EXERCISE INSTRUCTIONS >> From the article about homeless people sharing their stories, copy everything from "It’s difficult to" down to "ignore the homeless.", swapping "Olympia" for "the city".

DOCUMENT EXCERPT >>

Homeless share their stories, look for understanding

It’s difficult to understand the homeless when you don’t interact with them, said Shoko Uchida, SPSCC diversity intern from the Evergreen State College. Their voices need to be heard, said Uchida.

“We live in a society that is constantly pushing things away that aren’t familiar,” said Lome, a homeless 23 year old, who didn’t provide his last name. People are afraid to leave their comfort zone.

People cast snide and hateful looks at Alex, a homeless individual who didn’t provide his last name. He wishes Olympia would show “more hospitality and generosity.”

South Puget Sound Community College student Mayahuel Weisser, believes the public’s general approach is to ignore the homeless.

Tymer Furlan, born in Massachusetts, describes his situation as “residentially challenged.”

“I lost everything when I was 20 years old, I buried my fiancé,” said Furlan, now 50. People don’t realize how easily things disappear, they could be in my position tomorrow, homeless and on the streets, said Furlan.

SUPPLIED INFORMATION >>

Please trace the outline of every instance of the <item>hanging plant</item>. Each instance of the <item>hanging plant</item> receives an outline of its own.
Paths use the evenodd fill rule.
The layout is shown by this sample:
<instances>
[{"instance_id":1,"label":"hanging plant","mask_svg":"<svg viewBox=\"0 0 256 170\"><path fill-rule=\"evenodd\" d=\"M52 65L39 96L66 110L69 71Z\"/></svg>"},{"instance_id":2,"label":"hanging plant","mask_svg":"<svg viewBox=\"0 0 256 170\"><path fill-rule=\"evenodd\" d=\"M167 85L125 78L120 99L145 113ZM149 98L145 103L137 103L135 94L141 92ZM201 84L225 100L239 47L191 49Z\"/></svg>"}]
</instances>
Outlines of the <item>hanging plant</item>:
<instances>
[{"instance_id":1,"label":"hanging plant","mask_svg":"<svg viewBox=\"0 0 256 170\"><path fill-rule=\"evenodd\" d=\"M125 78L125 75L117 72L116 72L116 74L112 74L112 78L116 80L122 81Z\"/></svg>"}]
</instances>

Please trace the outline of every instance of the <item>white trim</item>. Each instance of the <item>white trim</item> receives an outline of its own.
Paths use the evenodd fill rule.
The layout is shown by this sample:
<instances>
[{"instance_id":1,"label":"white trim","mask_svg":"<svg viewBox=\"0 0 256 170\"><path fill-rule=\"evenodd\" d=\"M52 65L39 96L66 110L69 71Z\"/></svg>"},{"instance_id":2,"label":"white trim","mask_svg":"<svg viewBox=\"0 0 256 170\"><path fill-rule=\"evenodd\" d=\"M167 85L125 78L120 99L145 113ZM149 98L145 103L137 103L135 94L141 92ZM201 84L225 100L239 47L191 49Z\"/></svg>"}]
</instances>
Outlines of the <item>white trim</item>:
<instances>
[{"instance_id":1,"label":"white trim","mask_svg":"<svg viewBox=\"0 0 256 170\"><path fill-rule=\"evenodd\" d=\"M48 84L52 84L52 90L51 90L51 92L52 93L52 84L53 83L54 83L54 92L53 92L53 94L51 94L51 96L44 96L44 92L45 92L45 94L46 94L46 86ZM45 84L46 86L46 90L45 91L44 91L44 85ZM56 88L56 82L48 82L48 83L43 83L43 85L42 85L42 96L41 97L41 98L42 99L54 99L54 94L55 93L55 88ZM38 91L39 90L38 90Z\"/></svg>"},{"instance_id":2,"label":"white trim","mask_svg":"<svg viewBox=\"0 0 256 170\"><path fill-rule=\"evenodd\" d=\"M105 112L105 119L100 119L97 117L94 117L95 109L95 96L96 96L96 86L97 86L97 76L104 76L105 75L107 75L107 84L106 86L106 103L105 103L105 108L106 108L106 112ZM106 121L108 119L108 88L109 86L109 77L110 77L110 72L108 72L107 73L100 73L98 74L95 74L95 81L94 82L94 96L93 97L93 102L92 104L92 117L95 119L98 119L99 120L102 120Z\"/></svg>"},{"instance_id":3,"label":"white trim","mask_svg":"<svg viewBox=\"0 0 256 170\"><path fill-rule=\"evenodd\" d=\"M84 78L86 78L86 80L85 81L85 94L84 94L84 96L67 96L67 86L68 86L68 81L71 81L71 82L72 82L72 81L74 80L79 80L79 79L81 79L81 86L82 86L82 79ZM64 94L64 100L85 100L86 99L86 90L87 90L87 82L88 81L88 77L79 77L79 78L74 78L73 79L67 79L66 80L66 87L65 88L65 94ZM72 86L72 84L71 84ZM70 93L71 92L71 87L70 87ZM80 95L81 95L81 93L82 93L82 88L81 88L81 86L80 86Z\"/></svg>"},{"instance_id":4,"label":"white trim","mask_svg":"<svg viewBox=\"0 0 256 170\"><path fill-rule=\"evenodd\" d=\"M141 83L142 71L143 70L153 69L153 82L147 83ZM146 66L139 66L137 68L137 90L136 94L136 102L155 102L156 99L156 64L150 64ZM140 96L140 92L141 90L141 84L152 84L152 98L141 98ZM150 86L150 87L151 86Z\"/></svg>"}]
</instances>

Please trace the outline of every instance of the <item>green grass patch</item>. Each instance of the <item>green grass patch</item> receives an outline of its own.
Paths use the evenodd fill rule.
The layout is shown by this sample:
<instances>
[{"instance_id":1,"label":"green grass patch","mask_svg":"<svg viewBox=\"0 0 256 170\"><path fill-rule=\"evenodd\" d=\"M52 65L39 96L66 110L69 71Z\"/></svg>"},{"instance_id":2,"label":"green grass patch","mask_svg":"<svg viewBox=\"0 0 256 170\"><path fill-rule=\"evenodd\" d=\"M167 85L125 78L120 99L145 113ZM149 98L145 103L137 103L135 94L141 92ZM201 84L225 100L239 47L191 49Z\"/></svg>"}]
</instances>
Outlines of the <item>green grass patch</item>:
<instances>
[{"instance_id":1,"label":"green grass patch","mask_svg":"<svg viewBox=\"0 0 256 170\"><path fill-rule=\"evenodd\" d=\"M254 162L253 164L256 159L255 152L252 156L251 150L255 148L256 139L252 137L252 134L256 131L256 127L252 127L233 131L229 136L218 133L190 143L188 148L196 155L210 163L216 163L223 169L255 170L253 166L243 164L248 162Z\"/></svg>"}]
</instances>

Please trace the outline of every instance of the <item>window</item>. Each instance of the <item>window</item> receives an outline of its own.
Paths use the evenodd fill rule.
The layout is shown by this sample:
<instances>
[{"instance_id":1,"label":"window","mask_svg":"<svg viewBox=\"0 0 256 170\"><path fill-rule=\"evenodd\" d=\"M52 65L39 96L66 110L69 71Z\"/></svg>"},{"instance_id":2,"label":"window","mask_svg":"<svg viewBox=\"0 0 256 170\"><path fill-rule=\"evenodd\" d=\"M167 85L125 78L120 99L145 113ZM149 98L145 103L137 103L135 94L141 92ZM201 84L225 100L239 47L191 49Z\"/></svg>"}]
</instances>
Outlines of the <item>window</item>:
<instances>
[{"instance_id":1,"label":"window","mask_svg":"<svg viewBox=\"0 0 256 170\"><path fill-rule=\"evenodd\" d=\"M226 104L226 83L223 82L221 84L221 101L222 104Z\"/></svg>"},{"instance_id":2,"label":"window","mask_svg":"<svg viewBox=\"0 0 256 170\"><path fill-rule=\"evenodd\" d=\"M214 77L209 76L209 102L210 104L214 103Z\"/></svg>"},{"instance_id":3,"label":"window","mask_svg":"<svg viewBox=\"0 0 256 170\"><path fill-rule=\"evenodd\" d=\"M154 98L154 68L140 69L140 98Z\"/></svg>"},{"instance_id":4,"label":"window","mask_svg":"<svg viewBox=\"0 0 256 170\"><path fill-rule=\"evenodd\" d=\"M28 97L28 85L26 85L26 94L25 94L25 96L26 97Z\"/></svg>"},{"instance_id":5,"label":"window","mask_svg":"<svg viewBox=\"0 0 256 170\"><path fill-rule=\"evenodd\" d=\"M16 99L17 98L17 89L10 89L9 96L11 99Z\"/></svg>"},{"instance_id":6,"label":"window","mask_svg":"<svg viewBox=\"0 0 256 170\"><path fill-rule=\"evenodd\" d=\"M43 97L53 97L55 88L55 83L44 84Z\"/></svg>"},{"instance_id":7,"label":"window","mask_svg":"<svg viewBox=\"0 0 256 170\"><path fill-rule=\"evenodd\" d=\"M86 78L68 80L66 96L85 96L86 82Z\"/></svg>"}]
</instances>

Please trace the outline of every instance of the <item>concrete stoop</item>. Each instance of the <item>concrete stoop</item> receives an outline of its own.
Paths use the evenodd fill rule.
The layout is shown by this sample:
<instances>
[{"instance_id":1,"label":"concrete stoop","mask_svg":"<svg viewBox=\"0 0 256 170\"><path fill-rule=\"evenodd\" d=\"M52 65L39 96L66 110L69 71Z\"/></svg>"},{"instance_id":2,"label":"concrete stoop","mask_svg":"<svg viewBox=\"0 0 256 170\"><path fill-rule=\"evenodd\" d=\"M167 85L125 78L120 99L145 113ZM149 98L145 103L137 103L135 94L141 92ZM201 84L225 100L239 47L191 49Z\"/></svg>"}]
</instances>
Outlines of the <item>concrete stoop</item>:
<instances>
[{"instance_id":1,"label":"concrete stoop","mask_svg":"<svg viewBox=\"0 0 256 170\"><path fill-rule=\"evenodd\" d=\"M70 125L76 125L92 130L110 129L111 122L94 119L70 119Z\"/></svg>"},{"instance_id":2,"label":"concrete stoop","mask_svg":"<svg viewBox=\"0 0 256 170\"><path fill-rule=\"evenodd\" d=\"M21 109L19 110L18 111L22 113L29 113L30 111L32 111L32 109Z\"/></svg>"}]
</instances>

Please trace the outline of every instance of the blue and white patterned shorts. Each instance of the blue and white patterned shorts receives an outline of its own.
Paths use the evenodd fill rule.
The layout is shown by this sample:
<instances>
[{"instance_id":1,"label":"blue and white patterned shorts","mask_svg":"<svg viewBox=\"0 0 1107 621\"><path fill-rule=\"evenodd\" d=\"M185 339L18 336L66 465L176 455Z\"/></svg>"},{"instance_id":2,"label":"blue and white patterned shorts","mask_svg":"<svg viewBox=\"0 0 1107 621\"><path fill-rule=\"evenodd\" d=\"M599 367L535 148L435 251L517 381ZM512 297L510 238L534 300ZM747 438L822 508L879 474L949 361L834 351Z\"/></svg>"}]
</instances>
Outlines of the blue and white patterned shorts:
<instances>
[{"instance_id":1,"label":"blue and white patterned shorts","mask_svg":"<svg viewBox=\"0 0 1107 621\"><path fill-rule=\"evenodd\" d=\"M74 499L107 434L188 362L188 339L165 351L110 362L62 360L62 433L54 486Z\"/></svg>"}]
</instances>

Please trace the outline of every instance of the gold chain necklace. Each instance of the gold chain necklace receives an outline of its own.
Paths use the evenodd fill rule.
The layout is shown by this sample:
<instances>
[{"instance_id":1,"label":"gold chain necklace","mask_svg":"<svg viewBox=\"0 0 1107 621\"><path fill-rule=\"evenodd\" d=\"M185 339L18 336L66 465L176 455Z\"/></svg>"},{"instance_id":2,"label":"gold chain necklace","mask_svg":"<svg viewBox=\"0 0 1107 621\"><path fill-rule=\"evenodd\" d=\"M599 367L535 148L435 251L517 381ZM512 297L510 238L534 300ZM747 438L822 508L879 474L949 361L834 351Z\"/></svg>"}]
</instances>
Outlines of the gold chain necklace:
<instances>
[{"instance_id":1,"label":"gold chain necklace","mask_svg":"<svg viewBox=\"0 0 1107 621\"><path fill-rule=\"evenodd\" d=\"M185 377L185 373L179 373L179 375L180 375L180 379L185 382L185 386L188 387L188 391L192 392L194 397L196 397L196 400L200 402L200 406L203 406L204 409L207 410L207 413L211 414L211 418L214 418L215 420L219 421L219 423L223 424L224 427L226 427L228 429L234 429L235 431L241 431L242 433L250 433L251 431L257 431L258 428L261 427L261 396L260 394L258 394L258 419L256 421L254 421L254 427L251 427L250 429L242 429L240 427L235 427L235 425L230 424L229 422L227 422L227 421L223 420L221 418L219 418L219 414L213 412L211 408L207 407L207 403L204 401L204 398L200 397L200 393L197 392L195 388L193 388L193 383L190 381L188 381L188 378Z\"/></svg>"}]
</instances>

SOLVED PROBLEM >>
It’s difficult to understand the homeless when you don’t interact with them, said Shoko Uchida, SPSCC diversity intern from the Evergreen State College. Their voices need to be heard, said Uchida.

“We live in a society that is constantly pushing things away that aren’t familiar,” said Lome, a homeless 23 year old, who didn’t provide his last name. People are afraid to leave their comfort zone.

People cast snide and hateful looks at Alex, a homeless individual who didn’t provide his last name. He wishes the city would show “more hospitality and generosity.”

South Puget Sound Community College student Mayahuel Weisser, believes the public’s general approach is to ignore the homeless.